**Problem description:**
Reproduce the consulting-firm podcast episode page in full, word for word and unchanged.

**Page:**
>> START
Episode 160 – The Rise, Fall, and Recovery of a Consulting Firm – Member Case by Michael Ivie

Episode 160 – The Rise, Fall, and Recovery of a Consulting Firm – Member Case by Michael Ivie

Attend this session and learn how Phyton Consulting got to $3 million per month in revenue before their third birthday, crashed because of a Black Swan event, and executed a world-class recovery emerging stronger than ever. This session will help members identify risk, in all its forms, and develop a risk mitigation strategy to bulletproof their firms.

TRANSCRIPT

Greg Alexander [00:00:10] Hey, everybody, this is Greg Alexander, your host of the Pro Serv podcast, brought to you by Collective 54. If you’re not familiar with Collective 54, we are the first mastermind community dedicated to serving the very unique needs of a very unique audience, and that is founders and leaders of boutique professional services firms. And on today’s episode, we’re going to talk about an issue that plagues small services firms. And this is called client concentration risk. We’ve got a member with us today. His name is Michael Ivie, and Michael recently went through this issue, and he’s going to share a little bit about his story with us today. So, Michael, with that, would you please introduce yourself to the audience?
>> END
**Stored data:**
>> START
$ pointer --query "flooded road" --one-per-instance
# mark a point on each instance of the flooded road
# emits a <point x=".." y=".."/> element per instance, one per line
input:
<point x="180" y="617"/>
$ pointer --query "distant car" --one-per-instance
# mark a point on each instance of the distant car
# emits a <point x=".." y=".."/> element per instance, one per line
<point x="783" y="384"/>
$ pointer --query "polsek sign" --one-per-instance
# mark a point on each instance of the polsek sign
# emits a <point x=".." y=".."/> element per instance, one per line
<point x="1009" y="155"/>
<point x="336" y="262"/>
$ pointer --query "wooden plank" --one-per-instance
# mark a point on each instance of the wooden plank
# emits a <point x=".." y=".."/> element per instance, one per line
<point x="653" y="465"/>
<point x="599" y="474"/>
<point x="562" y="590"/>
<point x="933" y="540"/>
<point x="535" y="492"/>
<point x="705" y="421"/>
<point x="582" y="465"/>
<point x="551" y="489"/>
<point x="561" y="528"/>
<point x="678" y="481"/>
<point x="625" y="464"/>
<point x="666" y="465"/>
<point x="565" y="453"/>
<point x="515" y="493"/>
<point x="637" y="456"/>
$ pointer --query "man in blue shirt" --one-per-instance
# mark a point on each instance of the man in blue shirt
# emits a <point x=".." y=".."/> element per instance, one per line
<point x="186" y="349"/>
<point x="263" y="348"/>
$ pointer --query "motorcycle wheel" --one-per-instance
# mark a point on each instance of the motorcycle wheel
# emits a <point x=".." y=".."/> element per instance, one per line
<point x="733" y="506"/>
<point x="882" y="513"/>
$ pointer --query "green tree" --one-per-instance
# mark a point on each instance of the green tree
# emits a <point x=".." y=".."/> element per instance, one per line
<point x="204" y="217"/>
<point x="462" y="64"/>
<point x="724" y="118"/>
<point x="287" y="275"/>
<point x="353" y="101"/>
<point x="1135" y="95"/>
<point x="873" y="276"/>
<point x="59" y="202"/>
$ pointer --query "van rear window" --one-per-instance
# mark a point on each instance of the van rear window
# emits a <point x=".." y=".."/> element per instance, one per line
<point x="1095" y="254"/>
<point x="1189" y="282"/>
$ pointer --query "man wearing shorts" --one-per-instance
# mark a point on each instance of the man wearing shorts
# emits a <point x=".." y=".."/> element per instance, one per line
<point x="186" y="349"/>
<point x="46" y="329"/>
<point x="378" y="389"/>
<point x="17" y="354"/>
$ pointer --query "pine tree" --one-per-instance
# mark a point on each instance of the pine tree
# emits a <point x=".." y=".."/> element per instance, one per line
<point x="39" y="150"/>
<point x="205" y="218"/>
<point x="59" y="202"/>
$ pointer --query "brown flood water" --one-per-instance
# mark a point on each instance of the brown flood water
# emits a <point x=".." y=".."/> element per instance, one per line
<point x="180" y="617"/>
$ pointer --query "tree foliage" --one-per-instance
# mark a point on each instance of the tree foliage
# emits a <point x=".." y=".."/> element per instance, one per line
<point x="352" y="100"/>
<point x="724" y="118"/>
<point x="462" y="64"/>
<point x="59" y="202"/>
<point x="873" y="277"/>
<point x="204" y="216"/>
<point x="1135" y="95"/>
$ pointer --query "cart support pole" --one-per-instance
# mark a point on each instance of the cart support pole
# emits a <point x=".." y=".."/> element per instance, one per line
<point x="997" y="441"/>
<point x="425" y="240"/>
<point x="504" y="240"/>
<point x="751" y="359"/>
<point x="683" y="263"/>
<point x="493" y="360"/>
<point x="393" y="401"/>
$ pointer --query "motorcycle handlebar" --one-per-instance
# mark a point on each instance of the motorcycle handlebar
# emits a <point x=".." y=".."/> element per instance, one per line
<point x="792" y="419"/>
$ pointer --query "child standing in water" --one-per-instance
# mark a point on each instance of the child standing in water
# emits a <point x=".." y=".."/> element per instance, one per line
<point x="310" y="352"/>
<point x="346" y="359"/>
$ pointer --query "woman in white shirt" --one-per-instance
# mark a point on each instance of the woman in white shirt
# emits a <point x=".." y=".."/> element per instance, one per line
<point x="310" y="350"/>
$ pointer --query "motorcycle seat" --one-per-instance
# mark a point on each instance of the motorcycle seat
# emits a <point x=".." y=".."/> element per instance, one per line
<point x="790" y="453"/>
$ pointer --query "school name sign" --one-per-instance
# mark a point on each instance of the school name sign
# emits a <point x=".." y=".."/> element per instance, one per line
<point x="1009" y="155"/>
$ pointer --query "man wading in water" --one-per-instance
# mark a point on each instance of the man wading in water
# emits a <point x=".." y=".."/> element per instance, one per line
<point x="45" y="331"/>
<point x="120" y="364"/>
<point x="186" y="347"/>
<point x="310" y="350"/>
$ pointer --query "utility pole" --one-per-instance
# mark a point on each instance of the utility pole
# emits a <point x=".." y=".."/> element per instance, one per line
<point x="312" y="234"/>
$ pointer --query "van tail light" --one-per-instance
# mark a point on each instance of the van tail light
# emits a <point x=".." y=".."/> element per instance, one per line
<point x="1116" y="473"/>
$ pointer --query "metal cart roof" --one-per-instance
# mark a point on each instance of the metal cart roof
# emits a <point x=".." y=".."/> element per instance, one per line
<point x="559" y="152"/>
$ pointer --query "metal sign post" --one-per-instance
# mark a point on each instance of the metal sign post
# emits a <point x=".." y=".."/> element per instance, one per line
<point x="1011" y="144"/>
>> END
**Exercise answer:**
Episode 160 – The Rise, Fall, and Recovery of a Consulting Firm – Member Case by Michael Ivie

Episode 160 – The Rise, Fall, and Recovery of a Consulting Firm – Member Case by Michael Ivie

Attend this session and learn how Phyton Consulting got to $3 million per month in revenue before their third birthday, crashed because of a Black Swan event, and executed a world-class recovery emerging stronger than ever. This session will help members identify risk, in all its forms, and develop a risk mitigation strategy to bulletproof their firms.

TRANSCRIPT

Greg Alexander [00:00:10] Hey, everybody, this is Greg Alexander, your host of the Pro Serv podcast, brought to you by Collective 54. If you’re not familiar with Collective 54, we are the first mastermind community dedicated to serving the very unique needs of a very unique audience, and that is founders and leaders of boutique professional services firms. And on today’s episode, we’re going to talk about an issue that plagues small services firms. And this is called client concentration risk. We’ve got a member with us today. His name is Michael Ivie, and Michael recently went through this issue, and he’s going to share a little bit about his story with us today. So, Michael, with that, would you please introduce yourself to the audience?